- 課題
以下の項目から、文字列 "pixel" を含む行をすべて特定し、一行ずつ書き写してください。大文字と小文字は区別します。

== 演習用データ

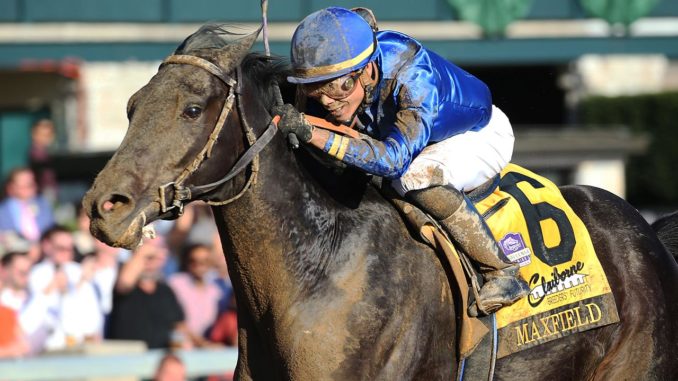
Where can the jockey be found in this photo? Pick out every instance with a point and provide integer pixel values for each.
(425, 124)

====
== 演習用データ

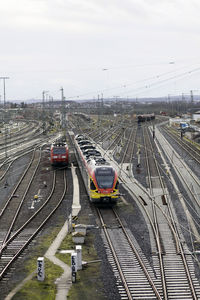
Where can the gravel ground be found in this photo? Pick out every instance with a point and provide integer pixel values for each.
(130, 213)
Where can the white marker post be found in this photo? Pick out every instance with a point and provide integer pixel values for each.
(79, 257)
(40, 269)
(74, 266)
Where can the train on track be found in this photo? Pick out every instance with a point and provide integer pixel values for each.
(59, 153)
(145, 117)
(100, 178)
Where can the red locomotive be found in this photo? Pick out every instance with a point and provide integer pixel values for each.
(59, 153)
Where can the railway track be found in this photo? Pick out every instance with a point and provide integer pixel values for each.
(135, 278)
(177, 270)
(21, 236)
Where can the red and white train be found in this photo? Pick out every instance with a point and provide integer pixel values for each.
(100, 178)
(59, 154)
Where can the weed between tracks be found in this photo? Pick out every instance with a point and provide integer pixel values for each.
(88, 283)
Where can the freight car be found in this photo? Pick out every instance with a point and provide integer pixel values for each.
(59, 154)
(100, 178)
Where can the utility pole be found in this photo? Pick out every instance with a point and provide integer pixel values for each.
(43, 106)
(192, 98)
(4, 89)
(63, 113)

====
== 演習用データ

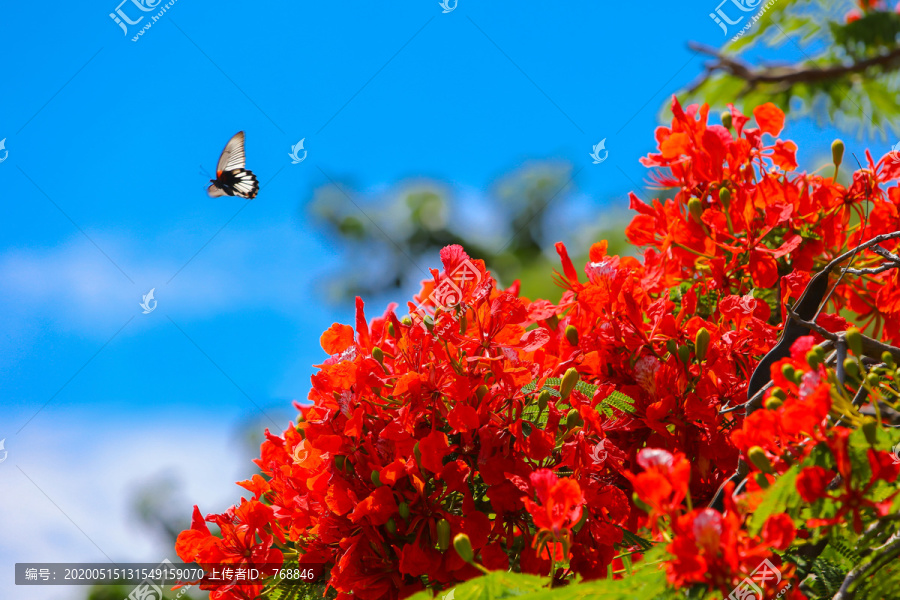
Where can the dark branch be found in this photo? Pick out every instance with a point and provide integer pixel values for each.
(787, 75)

====

- この課題の結果
Where can the jockey be found in this photo? Pick out every instance with a point and provide integer pixel values for each.
Where can the gravel ground be found in this photo? Pick out every instance with a point and provide integer pixel values for each.
Where can the white marker post be found in this photo? Pick out every instance with a point and provide integer pixel values for each.
Where can the train on track be found in this photo? Pick out every instance with a point and provide integer pixel values for each.
Where can the red locomotive be found in this photo? Pick out every instance with a point and provide integer pixel values for each.
Where can the railway track be found in this photo? Pick out every instance with a point and provide integer pixel values for each.
Where can the red and white train be found in this photo? Pick out every instance with a point and provide integer pixel values for each.
Where can the weed between tracks be found in this photo? Pick out every instance with a point and provide integer pixel values for each.
Where can the freight car be found in this photo? Pick out every instance with a point and provide integer pixel values for each.
Where can the utility pole be found in this photo? Pick out every instance with a point and provide integer pixel values for each.
Where can the dark branch be found in this photo? Pick out every instance with a point and provide integer pixel values for each.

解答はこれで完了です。